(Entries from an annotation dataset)
↓↓↓

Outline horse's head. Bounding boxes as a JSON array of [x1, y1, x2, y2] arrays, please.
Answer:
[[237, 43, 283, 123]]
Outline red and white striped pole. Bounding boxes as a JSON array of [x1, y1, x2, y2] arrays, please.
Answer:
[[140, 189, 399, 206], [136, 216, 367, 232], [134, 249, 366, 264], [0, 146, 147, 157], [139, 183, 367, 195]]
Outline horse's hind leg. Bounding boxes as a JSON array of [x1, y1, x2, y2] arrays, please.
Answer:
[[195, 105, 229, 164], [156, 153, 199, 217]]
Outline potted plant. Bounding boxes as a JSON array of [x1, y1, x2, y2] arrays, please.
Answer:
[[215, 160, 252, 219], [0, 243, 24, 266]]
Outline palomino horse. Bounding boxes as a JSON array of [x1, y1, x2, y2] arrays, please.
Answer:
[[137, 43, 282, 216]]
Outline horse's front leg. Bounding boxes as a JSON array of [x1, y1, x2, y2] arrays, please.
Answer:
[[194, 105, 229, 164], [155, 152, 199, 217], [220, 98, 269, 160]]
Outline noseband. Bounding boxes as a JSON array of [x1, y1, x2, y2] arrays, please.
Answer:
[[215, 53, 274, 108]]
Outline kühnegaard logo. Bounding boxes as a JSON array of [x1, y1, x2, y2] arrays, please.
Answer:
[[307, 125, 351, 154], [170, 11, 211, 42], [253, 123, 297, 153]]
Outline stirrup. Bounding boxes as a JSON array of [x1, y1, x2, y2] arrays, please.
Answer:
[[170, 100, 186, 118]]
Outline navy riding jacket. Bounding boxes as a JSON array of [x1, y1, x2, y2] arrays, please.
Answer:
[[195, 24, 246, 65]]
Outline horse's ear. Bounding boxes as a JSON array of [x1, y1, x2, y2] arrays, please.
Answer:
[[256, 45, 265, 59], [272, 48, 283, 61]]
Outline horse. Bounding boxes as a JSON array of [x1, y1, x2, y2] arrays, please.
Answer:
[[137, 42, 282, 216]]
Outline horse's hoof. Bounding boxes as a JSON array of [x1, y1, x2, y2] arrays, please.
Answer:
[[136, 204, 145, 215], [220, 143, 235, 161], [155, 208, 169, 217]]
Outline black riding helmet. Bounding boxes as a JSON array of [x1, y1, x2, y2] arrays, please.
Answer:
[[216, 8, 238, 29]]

↑↑↑

*Task prompt*
Rewrite all the items above as one numbered list, one line per number, with blank lines dropped.

*Solution to the exercise*
1. Outline horse's head. Bounding boxes as a JSON array of [x1, y1, x2, y2] arrays, please.
2. Answer:
3. [[237, 43, 283, 123]]
4. Outline red and white striped pole. Bounding boxes as a JSON array of [x1, y1, x2, y2] arrays, please.
5. Answer:
6. [[140, 189, 399, 206], [136, 216, 367, 232], [134, 249, 366, 264], [0, 146, 147, 157], [139, 183, 367, 195]]
7. Outline horse's hind leg. Bounding boxes as a JSON array of [x1, y1, x2, y2] arrays, please.
8. Answer:
9. [[195, 105, 229, 164], [156, 153, 199, 217]]
10. Outline potted plant. Bounding boxes as a JSON array of [x1, y1, x2, y2] arrays, please.
11. Answer:
12. [[215, 160, 252, 219], [0, 243, 24, 266]]
13. Outline palomino horse. Bounding boxes as a JSON array of [x1, y1, x2, y2] arrays, please.
14. Answer:
15. [[137, 43, 282, 216]]
16. Outline horse's front leg. Bounding boxes as a JSON array of [x1, y1, x2, y2] arrays, please.
17. Answer:
18. [[194, 105, 229, 164], [155, 152, 199, 217], [220, 98, 269, 160]]
19. Outline noseband. Bounding boxes as a JSON array of [x1, y1, x2, y2] arrays, please.
20. Answer:
21. [[215, 53, 274, 108]]
22. Outline kühnegaard logo. Bounding boxes as a JSON array of [x1, y1, x2, y2] arrays, please.
23. Answer:
24. [[307, 125, 351, 154], [170, 11, 211, 42], [253, 123, 297, 153]]
25. Outline stirrup. Bounding boxes as a JSON array of [x1, y1, x2, y2] arrays, please.
26. Answer:
27. [[170, 100, 186, 118]]
28. Outline navy riding jacket. Bounding boxes as a JSON array of [x1, y1, x2, y2] arrays, please.
29. Answer:
30. [[195, 24, 246, 65]]
31. Outline horse's ear. Bounding boxes as a JSON array of [x1, y1, x2, y2] arrays, please.
32. Answer:
33. [[256, 45, 265, 59], [272, 48, 283, 61]]
34. Outline horse. Bounding boxes as a JSON array of [x1, y1, x2, y2] arrays, please.
35. Answer:
36. [[137, 42, 282, 216]]
37. Outline horse's hoof. Bounding boxes as a JSON array of [x1, y1, x2, y2] arrays, please.
38. Answer:
39. [[136, 204, 145, 215], [220, 143, 235, 161], [155, 208, 169, 217]]
40. Outline black riding helmet. Bounding boxes as a JSON array of [x1, y1, x2, y2] arrays, please.
41. Answer:
42. [[216, 8, 238, 29]]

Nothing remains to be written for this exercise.